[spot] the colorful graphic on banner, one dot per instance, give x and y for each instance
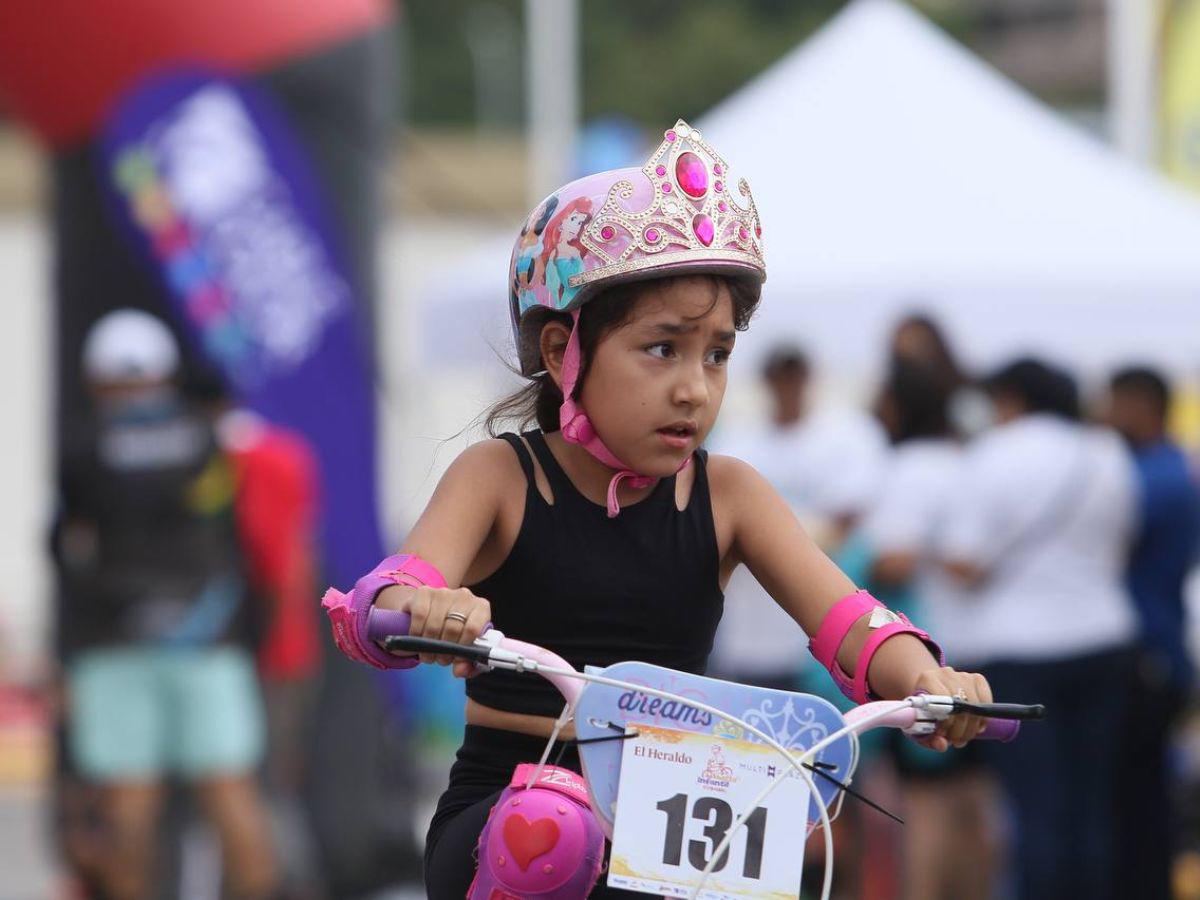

---

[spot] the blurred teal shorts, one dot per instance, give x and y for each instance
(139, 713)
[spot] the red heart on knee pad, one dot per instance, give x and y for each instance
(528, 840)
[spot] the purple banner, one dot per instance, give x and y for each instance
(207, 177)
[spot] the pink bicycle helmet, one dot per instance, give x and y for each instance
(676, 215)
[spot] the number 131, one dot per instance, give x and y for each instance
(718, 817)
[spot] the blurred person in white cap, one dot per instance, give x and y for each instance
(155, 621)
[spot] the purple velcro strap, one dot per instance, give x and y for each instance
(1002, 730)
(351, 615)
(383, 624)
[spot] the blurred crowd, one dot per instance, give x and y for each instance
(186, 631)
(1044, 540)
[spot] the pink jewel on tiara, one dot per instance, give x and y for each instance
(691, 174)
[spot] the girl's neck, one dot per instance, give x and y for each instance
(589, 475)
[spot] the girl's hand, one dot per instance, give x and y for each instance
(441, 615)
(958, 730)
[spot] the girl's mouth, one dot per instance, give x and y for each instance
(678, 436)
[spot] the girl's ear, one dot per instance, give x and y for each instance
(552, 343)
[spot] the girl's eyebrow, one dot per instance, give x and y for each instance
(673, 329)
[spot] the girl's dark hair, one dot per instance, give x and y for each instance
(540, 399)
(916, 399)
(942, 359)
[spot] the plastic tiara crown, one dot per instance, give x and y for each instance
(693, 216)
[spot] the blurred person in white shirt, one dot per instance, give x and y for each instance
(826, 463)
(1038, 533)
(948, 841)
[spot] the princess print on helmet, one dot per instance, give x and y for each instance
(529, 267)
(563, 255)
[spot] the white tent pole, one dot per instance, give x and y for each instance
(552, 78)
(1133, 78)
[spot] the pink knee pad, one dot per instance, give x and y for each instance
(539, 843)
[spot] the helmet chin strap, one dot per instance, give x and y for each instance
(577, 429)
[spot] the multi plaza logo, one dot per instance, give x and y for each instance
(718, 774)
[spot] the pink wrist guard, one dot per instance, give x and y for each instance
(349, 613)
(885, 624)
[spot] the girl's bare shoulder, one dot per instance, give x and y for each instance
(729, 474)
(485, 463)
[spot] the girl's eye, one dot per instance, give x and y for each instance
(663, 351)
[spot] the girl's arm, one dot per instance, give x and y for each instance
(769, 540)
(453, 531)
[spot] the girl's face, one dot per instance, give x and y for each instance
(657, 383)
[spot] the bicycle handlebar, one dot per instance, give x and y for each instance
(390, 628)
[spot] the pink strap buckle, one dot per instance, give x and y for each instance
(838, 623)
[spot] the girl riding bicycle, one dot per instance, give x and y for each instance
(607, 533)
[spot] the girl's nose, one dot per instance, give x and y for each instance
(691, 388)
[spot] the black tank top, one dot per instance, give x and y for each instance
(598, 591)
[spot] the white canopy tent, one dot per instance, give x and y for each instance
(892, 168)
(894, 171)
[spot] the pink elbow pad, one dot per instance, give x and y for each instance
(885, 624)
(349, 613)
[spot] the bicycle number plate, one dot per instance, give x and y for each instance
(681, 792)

§ **Problem statement**
Could you gather every line of the entries above that contains the word "bicycle" and copy each one out?

§ **Result of the task**
[spot] the pink bicycle helmet, one dot per instance, give x and y for each instance
[spot] the bicycle handlebar, one dot per instance, give x and y for each instance
[spot] the girl riding bicycle, one dot per instance, give x and y for each instance
[spot] the bicycle number plate, one dot per instance, give x and y for each instance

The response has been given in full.